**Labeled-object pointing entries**

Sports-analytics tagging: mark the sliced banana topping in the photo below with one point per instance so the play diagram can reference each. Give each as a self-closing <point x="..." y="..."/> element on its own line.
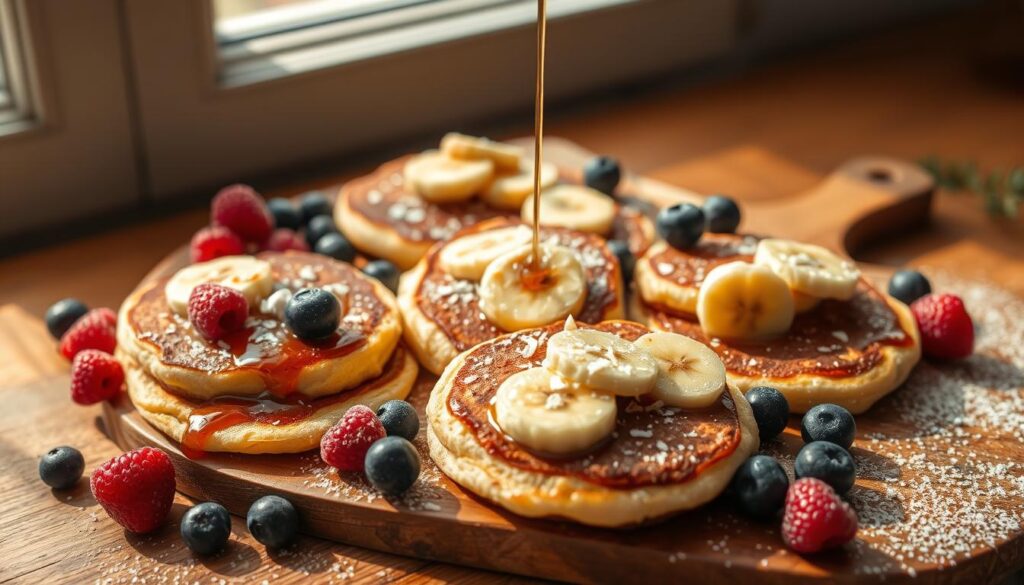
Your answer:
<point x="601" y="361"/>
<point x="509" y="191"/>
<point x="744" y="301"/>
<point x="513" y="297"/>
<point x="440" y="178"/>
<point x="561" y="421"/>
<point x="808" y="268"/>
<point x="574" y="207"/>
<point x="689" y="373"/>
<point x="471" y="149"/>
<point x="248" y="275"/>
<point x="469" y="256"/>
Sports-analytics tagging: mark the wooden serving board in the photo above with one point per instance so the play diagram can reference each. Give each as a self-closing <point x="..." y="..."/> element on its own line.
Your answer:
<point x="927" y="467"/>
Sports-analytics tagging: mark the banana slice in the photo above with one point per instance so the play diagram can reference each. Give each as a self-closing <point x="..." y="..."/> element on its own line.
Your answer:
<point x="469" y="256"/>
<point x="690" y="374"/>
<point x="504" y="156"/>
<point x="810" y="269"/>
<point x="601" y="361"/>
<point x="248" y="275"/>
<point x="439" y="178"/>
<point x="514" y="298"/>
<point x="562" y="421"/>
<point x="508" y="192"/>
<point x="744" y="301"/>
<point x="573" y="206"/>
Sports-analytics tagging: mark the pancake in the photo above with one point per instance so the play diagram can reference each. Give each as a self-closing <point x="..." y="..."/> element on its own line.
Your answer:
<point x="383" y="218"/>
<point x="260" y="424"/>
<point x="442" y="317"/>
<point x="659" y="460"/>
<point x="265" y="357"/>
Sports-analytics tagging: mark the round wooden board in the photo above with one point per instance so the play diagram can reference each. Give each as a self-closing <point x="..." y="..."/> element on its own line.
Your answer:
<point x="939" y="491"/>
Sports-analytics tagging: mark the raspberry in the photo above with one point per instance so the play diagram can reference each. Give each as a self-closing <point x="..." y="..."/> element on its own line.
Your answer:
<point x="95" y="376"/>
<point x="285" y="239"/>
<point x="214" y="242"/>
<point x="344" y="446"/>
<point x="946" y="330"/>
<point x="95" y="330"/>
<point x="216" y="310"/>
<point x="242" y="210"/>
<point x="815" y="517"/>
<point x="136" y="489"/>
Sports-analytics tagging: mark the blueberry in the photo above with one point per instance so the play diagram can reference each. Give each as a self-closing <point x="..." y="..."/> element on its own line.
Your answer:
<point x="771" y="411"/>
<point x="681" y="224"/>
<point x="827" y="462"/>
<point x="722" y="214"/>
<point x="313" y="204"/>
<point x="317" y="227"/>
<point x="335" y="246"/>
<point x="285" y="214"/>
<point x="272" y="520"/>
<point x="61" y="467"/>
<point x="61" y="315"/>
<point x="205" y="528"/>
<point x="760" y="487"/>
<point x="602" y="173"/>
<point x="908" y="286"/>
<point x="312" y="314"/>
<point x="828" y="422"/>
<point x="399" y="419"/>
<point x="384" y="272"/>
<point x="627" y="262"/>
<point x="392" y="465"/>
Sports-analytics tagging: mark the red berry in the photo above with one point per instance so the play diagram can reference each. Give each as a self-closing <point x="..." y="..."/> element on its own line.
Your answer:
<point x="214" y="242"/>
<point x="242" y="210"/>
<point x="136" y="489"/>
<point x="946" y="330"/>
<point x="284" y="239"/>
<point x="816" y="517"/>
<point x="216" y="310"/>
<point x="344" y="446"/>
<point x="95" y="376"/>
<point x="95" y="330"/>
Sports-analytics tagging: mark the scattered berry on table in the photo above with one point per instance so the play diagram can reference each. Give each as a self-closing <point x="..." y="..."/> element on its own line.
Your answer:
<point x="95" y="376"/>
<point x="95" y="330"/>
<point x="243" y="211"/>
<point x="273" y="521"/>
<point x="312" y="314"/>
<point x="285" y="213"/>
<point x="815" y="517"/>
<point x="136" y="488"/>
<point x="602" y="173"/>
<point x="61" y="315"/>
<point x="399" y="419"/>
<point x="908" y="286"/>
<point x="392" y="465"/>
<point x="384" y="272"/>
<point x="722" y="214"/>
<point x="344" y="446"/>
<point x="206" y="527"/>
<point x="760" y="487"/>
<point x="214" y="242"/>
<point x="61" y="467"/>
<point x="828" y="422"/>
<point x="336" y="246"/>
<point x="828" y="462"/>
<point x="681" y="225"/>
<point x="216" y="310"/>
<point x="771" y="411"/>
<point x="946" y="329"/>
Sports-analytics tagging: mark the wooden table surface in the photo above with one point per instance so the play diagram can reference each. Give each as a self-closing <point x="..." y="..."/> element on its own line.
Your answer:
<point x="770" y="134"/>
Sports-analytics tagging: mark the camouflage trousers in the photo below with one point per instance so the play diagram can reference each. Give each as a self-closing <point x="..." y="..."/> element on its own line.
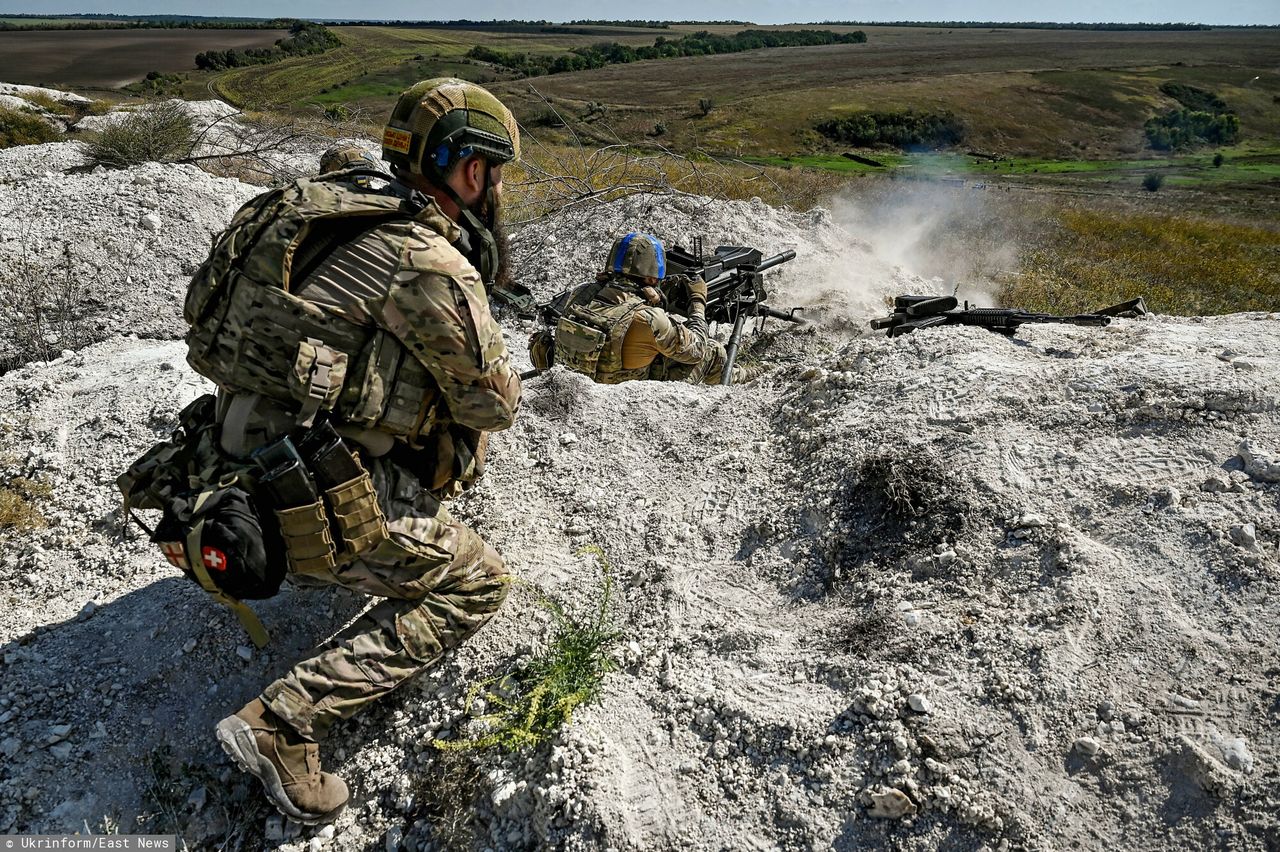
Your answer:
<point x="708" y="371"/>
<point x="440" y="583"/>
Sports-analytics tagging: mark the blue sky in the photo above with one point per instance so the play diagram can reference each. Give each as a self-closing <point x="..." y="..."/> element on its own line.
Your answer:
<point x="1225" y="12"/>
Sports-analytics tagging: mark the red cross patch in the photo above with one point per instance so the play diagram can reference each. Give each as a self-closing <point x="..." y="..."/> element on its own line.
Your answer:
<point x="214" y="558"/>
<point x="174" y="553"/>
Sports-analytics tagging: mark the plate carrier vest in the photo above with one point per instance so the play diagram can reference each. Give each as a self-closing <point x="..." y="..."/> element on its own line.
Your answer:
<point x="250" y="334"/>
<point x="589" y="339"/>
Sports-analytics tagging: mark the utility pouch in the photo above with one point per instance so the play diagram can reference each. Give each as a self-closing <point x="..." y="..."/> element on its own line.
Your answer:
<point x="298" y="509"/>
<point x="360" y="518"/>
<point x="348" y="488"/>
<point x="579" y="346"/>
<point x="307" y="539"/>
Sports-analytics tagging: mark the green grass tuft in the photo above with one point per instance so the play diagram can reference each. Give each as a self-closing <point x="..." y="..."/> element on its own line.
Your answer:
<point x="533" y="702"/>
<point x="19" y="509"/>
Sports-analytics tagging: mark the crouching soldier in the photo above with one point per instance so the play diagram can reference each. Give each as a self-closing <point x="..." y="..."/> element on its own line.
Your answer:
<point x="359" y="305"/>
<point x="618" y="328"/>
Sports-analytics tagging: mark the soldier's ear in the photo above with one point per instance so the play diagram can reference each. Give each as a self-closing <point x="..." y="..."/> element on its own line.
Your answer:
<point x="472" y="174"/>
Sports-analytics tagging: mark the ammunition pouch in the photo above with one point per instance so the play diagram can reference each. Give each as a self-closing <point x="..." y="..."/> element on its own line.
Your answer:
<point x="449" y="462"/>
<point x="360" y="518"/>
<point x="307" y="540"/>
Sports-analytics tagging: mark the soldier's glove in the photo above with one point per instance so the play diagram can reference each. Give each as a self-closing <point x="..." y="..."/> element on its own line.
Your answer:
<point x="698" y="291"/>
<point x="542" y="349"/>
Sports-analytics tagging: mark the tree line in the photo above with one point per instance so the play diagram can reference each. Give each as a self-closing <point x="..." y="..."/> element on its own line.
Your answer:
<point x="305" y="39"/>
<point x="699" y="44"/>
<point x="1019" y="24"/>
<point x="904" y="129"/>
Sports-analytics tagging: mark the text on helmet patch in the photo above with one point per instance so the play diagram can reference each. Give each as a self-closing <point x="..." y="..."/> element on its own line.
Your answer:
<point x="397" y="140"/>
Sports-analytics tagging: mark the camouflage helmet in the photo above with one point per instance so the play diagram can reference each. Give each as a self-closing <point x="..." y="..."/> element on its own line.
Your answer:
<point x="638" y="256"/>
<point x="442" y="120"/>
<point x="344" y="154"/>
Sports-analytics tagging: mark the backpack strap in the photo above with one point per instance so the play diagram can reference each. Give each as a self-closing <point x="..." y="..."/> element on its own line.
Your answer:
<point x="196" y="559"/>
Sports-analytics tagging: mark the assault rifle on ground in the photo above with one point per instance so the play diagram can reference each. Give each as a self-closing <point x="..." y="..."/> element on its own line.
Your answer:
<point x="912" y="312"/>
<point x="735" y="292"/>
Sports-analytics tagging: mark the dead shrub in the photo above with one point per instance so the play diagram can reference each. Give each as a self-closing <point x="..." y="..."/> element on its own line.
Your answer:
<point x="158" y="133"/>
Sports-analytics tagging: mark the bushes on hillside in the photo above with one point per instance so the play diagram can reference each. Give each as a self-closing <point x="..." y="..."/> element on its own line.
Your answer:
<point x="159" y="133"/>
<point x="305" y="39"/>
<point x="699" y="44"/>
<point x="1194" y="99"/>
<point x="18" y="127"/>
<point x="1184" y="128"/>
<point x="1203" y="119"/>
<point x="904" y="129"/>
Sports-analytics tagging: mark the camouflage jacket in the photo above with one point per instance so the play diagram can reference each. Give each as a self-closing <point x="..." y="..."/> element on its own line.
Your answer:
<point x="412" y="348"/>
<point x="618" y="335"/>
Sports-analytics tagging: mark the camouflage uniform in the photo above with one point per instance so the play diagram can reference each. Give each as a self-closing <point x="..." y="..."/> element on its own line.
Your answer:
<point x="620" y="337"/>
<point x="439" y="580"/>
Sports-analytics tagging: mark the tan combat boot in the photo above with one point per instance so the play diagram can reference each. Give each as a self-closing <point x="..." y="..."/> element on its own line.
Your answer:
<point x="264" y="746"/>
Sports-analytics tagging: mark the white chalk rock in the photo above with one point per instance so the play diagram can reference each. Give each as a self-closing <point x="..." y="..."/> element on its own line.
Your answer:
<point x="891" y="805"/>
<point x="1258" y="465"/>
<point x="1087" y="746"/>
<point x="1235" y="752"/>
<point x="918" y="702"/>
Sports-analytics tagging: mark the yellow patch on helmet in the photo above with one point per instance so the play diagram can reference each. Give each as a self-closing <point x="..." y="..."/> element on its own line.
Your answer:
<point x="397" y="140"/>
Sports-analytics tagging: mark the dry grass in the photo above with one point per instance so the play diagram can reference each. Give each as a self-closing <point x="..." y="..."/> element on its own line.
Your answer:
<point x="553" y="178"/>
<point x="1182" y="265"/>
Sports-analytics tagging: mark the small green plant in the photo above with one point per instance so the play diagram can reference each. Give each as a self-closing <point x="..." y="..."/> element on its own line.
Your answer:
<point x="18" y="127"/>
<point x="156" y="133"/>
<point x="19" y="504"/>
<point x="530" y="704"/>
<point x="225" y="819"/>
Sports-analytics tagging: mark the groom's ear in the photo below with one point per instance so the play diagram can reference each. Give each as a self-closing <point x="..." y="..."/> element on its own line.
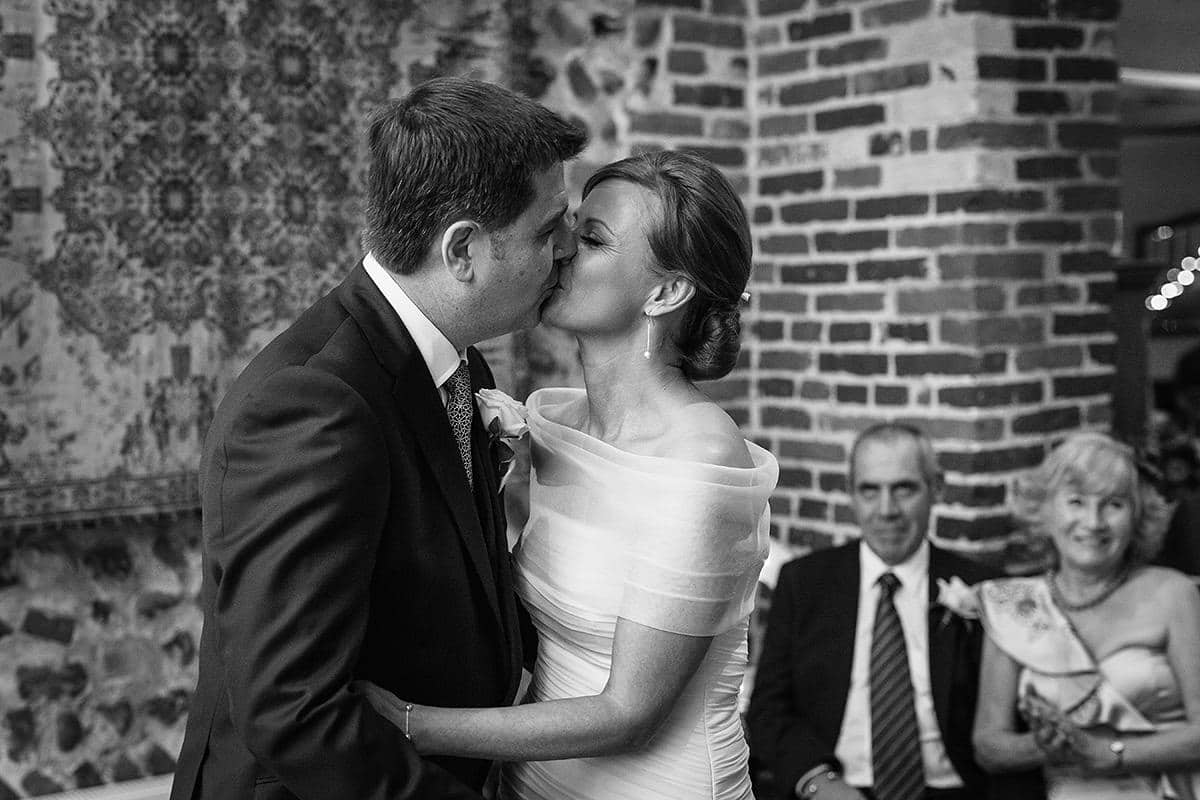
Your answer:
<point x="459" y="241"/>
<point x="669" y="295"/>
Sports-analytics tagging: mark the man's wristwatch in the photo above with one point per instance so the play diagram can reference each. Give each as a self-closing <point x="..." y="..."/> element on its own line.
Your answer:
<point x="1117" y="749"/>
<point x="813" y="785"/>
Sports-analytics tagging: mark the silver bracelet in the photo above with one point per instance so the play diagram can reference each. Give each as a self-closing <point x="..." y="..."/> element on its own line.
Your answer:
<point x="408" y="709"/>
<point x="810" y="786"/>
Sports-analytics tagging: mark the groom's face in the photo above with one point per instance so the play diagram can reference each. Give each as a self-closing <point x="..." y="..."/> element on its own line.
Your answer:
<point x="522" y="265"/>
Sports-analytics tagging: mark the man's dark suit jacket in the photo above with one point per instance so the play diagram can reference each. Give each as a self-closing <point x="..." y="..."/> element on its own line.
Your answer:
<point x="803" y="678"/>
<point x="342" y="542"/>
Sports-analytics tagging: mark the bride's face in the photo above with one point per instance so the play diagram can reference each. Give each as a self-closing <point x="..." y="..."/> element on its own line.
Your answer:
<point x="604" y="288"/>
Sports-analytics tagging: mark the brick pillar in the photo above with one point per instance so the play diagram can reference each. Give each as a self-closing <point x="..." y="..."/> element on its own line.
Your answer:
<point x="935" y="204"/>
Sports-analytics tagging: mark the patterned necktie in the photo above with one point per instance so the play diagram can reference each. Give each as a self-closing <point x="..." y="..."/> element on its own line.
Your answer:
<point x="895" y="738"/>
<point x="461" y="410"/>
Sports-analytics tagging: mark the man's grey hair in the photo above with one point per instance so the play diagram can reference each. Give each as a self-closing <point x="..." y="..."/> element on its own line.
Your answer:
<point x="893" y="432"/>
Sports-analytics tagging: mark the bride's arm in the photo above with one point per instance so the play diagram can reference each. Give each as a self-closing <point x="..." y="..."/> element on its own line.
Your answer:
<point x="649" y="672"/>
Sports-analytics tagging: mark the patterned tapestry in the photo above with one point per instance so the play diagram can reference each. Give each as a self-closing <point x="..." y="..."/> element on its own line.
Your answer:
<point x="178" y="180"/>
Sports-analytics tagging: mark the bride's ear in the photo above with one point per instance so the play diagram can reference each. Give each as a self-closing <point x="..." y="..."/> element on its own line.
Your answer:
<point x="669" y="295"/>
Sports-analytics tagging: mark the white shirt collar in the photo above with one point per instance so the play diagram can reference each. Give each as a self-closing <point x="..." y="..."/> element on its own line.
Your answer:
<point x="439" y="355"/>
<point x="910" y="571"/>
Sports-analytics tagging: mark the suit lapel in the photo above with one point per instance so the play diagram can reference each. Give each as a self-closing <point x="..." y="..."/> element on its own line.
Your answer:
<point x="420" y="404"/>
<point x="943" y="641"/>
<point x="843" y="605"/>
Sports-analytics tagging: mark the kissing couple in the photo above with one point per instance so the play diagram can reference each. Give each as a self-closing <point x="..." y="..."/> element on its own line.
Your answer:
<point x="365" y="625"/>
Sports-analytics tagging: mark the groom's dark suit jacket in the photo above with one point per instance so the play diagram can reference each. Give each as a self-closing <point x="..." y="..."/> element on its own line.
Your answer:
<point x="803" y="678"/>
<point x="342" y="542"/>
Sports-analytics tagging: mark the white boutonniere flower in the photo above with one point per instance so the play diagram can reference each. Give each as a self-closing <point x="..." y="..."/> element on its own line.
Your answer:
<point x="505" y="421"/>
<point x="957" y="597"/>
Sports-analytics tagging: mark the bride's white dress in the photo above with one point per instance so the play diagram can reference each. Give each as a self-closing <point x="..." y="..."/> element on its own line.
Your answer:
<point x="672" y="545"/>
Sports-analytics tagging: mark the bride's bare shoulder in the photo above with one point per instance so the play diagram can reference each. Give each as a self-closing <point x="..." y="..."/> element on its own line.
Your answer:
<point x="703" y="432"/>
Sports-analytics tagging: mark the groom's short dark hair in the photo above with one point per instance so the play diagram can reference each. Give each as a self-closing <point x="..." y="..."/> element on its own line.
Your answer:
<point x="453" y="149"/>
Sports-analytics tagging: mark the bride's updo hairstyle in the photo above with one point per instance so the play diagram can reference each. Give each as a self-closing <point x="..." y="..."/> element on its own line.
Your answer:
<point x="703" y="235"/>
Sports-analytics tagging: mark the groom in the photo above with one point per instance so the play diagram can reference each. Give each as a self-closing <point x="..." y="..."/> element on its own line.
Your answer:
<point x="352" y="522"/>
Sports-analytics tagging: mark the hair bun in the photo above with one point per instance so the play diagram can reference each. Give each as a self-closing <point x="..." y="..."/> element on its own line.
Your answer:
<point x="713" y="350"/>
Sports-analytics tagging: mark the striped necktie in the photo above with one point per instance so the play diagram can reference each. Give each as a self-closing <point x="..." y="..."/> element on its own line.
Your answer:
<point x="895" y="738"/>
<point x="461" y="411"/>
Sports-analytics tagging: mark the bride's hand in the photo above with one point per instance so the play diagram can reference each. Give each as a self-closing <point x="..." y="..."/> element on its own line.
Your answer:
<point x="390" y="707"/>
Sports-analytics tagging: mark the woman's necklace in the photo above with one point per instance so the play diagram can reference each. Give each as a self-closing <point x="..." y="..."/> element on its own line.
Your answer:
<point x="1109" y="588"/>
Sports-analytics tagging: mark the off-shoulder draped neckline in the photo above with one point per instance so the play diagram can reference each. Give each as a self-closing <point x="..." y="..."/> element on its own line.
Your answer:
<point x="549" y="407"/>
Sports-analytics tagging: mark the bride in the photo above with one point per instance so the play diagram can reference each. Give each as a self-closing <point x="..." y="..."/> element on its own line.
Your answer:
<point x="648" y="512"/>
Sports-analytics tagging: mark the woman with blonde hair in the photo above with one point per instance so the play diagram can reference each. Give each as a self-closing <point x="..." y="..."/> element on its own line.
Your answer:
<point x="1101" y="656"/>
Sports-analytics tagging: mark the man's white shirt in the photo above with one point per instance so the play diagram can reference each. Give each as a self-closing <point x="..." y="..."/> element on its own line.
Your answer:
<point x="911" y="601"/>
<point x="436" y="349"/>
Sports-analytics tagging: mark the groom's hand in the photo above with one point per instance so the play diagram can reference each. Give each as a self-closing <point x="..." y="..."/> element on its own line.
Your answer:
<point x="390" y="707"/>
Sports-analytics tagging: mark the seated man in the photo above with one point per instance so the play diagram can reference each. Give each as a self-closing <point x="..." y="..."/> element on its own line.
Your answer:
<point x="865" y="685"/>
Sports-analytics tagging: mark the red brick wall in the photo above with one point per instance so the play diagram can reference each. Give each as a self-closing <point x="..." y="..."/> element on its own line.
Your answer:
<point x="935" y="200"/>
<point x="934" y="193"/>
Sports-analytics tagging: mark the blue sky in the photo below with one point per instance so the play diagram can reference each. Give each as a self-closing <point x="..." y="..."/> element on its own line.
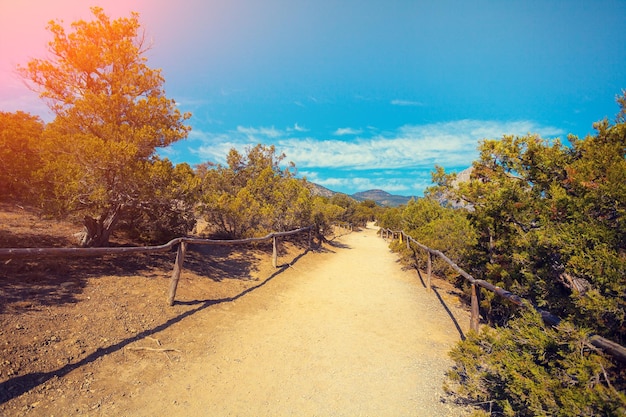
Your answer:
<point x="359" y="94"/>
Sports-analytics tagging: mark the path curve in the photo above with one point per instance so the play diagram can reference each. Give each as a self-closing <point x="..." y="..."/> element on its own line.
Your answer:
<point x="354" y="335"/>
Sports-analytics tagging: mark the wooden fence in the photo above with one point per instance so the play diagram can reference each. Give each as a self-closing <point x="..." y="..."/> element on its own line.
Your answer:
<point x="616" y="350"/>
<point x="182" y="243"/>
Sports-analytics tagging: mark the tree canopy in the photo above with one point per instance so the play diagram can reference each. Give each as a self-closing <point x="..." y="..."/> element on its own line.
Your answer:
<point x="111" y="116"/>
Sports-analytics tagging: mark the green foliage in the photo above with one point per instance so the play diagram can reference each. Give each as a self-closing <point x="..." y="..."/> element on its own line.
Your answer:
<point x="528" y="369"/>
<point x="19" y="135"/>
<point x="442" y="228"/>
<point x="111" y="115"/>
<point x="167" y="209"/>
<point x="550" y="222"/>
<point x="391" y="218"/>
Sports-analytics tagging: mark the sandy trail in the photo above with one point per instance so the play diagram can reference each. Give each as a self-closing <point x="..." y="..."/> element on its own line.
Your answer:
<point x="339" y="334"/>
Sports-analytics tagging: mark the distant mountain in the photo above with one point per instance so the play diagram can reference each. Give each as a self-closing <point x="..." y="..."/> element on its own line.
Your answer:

**Exercise objective**
Take the line with "Sports-analytics tagging: mark the tree canopy" and all lines after it through the end of the records, and write them out exactly; include nothing else.

**Response to the exercise**
Sports-analytics tagging: mark the tree canopy in the photo above with one point per instance so the play diagram can reference each. Give each as a self-closing <point x="..." y="..."/> element on its own line.
Your answer:
<point x="111" y="116"/>
Sports-analytics tagging: mark the green foliage in the photo above with one point per instance so the play diagram can reference each. Give each as a self-closing <point x="..." y="..."/> element on its own line.
Your answer:
<point x="528" y="369"/>
<point x="19" y="135"/>
<point x="442" y="228"/>
<point x="111" y="115"/>
<point x="167" y="209"/>
<point x="550" y="222"/>
<point x="391" y="218"/>
Sports-analytics tagging: mark the sandy trail in the photo above with one point per instance so the play diagram can reference each. Give each as a self-closing <point x="..." y="..."/> element on its own line.
Your answer:
<point x="339" y="334"/>
Sports-analytics tagging: mark the distant mountain in the photo above with one point per instance so the play diagram can reference each. Give each as a self-closing <point x="..." y="..."/> element on its own line.
Your answer:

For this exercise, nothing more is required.